▶ **What to work on**
Transcribe each of the following lines word for word, without any changes.

▶ **The data**
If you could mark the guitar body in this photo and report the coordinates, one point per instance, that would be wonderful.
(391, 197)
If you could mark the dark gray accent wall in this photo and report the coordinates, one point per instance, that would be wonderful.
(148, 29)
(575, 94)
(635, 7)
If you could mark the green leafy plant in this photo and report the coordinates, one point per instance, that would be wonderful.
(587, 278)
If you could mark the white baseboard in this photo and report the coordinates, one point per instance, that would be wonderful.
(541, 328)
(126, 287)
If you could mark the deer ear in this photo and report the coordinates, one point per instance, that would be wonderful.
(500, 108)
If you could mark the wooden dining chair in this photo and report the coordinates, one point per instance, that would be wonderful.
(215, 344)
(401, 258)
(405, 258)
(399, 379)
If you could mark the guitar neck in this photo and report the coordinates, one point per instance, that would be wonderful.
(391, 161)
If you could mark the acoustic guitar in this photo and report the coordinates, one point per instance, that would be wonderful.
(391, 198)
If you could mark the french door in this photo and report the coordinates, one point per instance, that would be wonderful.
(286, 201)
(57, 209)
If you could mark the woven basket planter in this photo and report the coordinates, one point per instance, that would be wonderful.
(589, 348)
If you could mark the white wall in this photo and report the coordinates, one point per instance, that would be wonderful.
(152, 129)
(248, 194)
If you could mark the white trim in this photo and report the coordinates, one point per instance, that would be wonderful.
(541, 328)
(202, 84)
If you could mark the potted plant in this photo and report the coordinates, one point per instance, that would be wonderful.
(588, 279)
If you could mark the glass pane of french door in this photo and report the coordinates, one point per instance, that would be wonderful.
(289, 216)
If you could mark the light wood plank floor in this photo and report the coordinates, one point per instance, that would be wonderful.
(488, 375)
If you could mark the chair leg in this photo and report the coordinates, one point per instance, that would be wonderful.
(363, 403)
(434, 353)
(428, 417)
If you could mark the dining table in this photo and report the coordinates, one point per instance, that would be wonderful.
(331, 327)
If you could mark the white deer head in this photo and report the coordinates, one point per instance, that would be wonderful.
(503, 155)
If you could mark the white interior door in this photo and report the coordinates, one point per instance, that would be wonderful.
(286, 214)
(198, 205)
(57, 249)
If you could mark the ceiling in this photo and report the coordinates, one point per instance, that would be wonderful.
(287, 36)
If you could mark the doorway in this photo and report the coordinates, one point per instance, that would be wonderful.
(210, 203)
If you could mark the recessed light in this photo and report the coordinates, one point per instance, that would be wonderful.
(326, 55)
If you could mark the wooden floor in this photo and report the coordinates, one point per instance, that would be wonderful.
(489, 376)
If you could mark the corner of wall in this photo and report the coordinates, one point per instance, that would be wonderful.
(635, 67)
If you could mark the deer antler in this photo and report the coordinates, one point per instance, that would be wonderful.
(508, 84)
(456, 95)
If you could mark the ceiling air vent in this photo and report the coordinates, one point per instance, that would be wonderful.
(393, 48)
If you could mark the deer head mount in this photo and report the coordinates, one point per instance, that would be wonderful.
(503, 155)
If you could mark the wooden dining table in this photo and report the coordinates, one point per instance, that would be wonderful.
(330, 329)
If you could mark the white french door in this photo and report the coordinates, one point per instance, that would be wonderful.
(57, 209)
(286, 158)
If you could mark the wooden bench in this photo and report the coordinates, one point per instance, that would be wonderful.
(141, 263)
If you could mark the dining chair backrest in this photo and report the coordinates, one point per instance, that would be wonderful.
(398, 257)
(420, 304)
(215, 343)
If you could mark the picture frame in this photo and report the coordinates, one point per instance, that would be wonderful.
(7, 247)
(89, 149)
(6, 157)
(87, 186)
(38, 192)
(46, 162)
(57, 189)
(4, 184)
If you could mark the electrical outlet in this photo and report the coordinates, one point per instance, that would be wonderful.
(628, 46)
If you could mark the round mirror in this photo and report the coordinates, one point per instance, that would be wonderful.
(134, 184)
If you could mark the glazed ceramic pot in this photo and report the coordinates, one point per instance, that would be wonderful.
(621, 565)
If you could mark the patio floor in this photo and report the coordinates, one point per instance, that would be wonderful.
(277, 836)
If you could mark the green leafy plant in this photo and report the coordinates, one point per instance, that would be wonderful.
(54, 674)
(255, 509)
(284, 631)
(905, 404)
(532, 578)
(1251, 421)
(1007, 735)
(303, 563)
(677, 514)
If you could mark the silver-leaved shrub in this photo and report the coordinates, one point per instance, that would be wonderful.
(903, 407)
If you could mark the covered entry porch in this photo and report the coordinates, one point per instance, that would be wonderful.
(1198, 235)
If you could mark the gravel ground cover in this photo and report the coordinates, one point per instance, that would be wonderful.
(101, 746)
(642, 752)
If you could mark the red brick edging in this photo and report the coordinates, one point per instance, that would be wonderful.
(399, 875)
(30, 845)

▶ **Task response**
If you could mark the guitar body in this photo and report the coordinates, one point per instance, that would be wonderful.
(391, 197)
If you could mark the dark gray accent wall in this photo and report the coordinates, one point per instance, that would be wonderful.
(148, 29)
(575, 94)
(635, 7)
If you could mark the green leafy plant in this photo and report the coordinates, one point per instance, that would be wonderful.
(587, 278)
If you could mark the white baseboard in this photo and report the coordinates, one point per instance, that would be wonderful.
(541, 328)
(126, 287)
If you could mark the deer ear in this photo and report the coordinates, one point per instance, that would be wonderful.
(500, 108)
If you could mark the wooden dining chair in this photo and report the coordinates, one point per instance, that would be wonderful.
(215, 344)
(401, 258)
(405, 258)
(399, 379)
If you could mark the guitar neck in this photo and report the coordinates, one point per instance, that would be wonderful.
(391, 161)
If you could mark the acoustic guitar in this photo and report the coordinates, one point per instance, that would be wonderful.
(391, 198)
If you could mark the french door in this photo and report the coordinates, one point per instance, that would be wonderful.
(286, 201)
(57, 209)
If you could mark the woven basket planter in this photo and report the coordinates, one point per instance, that would be wonderful.
(589, 348)
If you could mark the white wall in this photo and report the coordinates, one point per instance, that would be wonderful.
(152, 129)
(248, 194)
If you could mark the white trim in this photo and report the coordinates, one point per instance, that would be wonderful.
(541, 328)
(202, 84)
If you could mark the potted plant in this photo and report the coordinates, one point per instance, that would be wonderful.
(588, 279)
If you could mark the glass pane of french door in this photo and report the coordinates, one point per instance, that would be wonderful.
(289, 216)
If you could mark the light wood plank floor in this photo and report the coordinates, one point per instance, that would be wonderful.
(488, 375)
If you could mark the chair leg in this photo and report the coordinates, one point per instance, that would be wonderful.
(363, 403)
(434, 353)
(428, 417)
If you could mark the dining table in this photo and report the coordinates, one point per instance, that would be wonderful.
(331, 327)
If you could mark the white deer head in this photo and report the coordinates, one point per instance, that would be wonderful.
(503, 155)
If you could mark the white interior door in this photo and report the coordinates, one point per instance, that would be wonderful.
(286, 214)
(198, 205)
(57, 249)
If you could mark the ceiling in this photo and report the coordinates, one point per instance, that would be wonderful.
(287, 36)
If you could mark the doorway in this photo and report the coordinates, one point per instance, that would be wonderful.
(210, 203)
If you could mark the recessed light in this photo and report the coordinates, one point per instance, that would be wonderful.
(326, 55)
If you could mark the wooden floor in this photo and report the coordinates, one point per instance, that would be wonderful.
(489, 376)
If you could mark the corner of wall in this photo and report the coordinates, one point per instance, that would be wonderful.
(635, 67)
If you could mark the deer antler in this photo and report the coordinates, one point per instance, that would be wonderful.
(508, 84)
(456, 95)
If you could mark the ceiling air vent in this photo and report the coordinates, one point per instance, that would be wonderful.
(393, 48)
If you could mark the deer head mount in this photo and report the coordinates, one point per instance, that would be wonderful.
(503, 155)
If you could mark the wooden dining table in this photo and report the coordinates, one point per instance, that would be wonderful.
(330, 329)
If you could mark the white french door in this photo and report the coordinates, one point per instance, that would be wonderful.
(57, 209)
(286, 158)
If you could mark the wooden bench in this photo and report the coordinates, one point per instance, that would be wonderful.
(141, 263)
If you could mark the dining chair backrest in this photo and report the coordinates, one point per instance, that would be wonderful.
(398, 257)
(420, 304)
(215, 343)
If you could mark the picture frame in this photo and report the coordinates, one point per instance, that would be wonderful.
(7, 247)
(89, 149)
(6, 157)
(87, 186)
(38, 192)
(46, 162)
(57, 189)
(4, 184)
If you could mark the electrical outlet in this photo and report the coordinates, one point per instance, that would be wonderful.
(628, 46)
If you could mark the round mirror in this photo and report the coordinates, one point per instance, that would be wonderful.
(134, 184)
If you could mark the glazed ceramic pot in this photo and report the coordinates, one point per instance, that would be wonderful.
(621, 565)
If you could mark the patio floor in this photo and report the coordinates, one point per instance, that would be wonderful.
(277, 836)
If you could mark the green leafy plant in this photo and report the coordinates, one point per instance, that would be wonderful.
(54, 674)
(255, 509)
(284, 631)
(905, 404)
(532, 578)
(1251, 421)
(1007, 735)
(303, 563)
(677, 514)
If you could mark the silver-leaved shrub in this photo and report the coordinates, one point per instance, that would be wonderful.
(903, 407)
If you could mark the covered entry porch in this photo and report the coordinates, one point per instance, that would be wonderful.
(1198, 235)
If you could mark the gravel ground cover in this photo and report the coordinates, one point per instance, that would be wonderful.
(101, 746)
(642, 752)
If you could mark the red brick edging in this photo and report the coordinates, one point per instance, that would be wonderful.
(399, 875)
(30, 845)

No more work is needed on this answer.